** Opening Page excerpt block **

Cortinarius is a globally distributed genus of mushrooms in the family Cortinariaceae. It is suspected to be the largest genus of agarics, containing over 2,000 widespread species. A common feature among all species in the genus Cortinarius is that young specimens have a cortina (veil) between the cap and the stem, hence the name, meaning curtained. Most of the fibres of the cortina are ephemeral and will leave no trace once gone, except for limited remnants on the stem or cap edge in some species. All have a rusty brown spore print. The common names cortinar and webcap refer to members of the genus. Due to dangerous toxicity of several species (such as Cortinarius orellanus) and the fact that it is difficult to distinguish between various species of the genus, non-expert consumption of mushrooms from the genus is discouraged.

Distinguishing features
The veil protects the gills in younger specimens and usually disappears leaving little to no trace of itself as the mushroom grows. The spores of a Cortinarius mushroom are rust brown to brownish red in color. It is usually possible to identify a mushroom as being a member of the genus, but extremely difficult to positively identify the species as many of the species are nearly identical. All mushrooms in this genus form mycorrhizae.

Many mushrooms in the genus, for example Cortinarius sanguineus and other species in section Dermocybe, are colourful and are often used for dyeing.

** Closing Page excerpt block **
** Opening Extracted material block **

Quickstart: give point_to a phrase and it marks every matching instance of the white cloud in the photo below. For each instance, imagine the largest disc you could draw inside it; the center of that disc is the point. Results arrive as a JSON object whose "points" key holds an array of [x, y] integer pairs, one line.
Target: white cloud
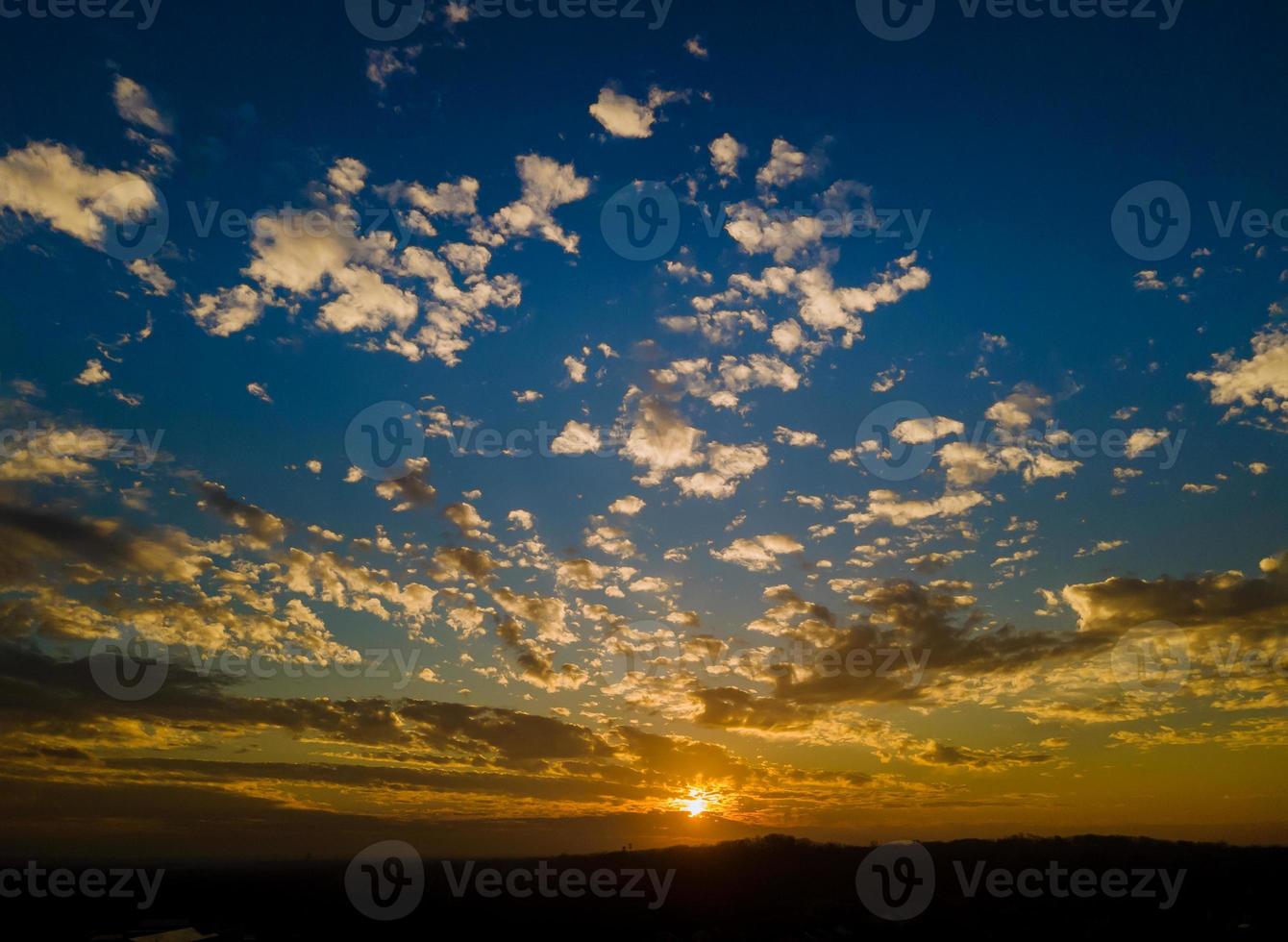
{"points": [[628, 507], [228, 310], [786, 165], [93, 374], [758, 553], [546, 186], [624, 116], [726, 154], [577, 438], [693, 45], [54, 185], [1257, 382], [135, 105]]}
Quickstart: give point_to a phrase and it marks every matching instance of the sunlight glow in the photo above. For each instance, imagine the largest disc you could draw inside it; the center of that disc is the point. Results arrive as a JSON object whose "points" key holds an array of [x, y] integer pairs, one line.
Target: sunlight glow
{"points": [[694, 806]]}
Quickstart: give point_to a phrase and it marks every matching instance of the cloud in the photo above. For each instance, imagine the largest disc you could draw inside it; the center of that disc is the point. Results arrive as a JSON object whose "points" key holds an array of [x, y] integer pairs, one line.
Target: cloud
{"points": [[758, 553], [624, 116], [694, 48], [786, 165], [548, 185], [54, 185], [576, 438], [384, 63], [135, 105], [726, 155], [628, 507], [1260, 382], [159, 284], [228, 310], [93, 374]]}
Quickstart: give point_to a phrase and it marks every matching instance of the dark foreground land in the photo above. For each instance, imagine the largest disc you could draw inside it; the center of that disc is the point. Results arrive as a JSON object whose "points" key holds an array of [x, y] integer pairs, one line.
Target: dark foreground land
{"points": [[768, 888]]}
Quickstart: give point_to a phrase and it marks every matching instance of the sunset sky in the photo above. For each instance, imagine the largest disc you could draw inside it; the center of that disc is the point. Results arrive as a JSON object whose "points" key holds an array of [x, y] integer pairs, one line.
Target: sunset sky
{"points": [[887, 382]]}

** Closing Extracted material block **

Problems and tasks
• A. According to the passage on Cortinarius, what color is the spore print of all species in the genus?
• B. Copy the passage on Cortinarius word for word, beginning at the words "Distinguishing features" and stopping after "genus form mycorrhizae.".
• C. Extend the passage on Cortinarius, picking up after its last sentence.
None of the material is used here.

Answers in order
• A. Rusty brown.

• B.
Distinguishing features
The veil protects the gills in younger specimens and usually disappears leaving little to no trace of itself as the mushroom grows. The spores of a Cortinarius mushroom are rust brown to brownish red in color. It is usually possible to identify a mushroom as being a member of the genus, but extremely difficult to positively identify the species as many of the species are nearly identical. All mushrooms in this genus form mycorrhizae.

• C.
Toxicity
Several mushrooms in the genus Cortinarius are poisonous, mainly because they cause acute tubulointerstitial nephritis. Some are even lethal, such as Cortinarius rubellus and Cortinarius orellanus. Therefore, a common rule when it comes to mushrooms from this genus is that none of them should be eaten. Many Cortinarius varieties can be mistaken for other edible mushrooms (such as the Blewit Mushroom) and should therefore be researched extensively before you consider ingesting a look alike of this genus.  However, some species—notably the giant of the genus, Cortinarius praestans and the gypsy mushroom (Cortinarius caperatus)—are edible and appreciated in several European countries.

The toxin in Cortinarius species, orellanine is easy to detect because it is fluorescent.  It has been found in at least 34 Cortinariaceae.

Classification
Molecular studies of members of the genus Rozites, including its most famous member R. caperata, have shown them nested within Cortinarius and have been sunk into this genus. This genus was erected on the basis of a double veil, yet its members do not form a discrete lineage and lie nested within Cortinarius. Hence the genus is no longer recognised.

Some consider the subgenus Dermocybe to have generic status. It does form a single lineage, but lies within Cortinarius so the consensus has been to sink it into the larger genus.

Selected species

Cortinarius austrovenetus - also known as Dermocybe austroveneta or green skin-head is an Australian fungus typical of the brightly coloured Dermocybe subgenus.
Cortinarius caperatus, the "gypsy mushroom", is an edible mushroom found in northern regions of Europe and North America.
Cortinarius orellanus and C. rubellus are two of the deadly webcaps found in Europe and North America.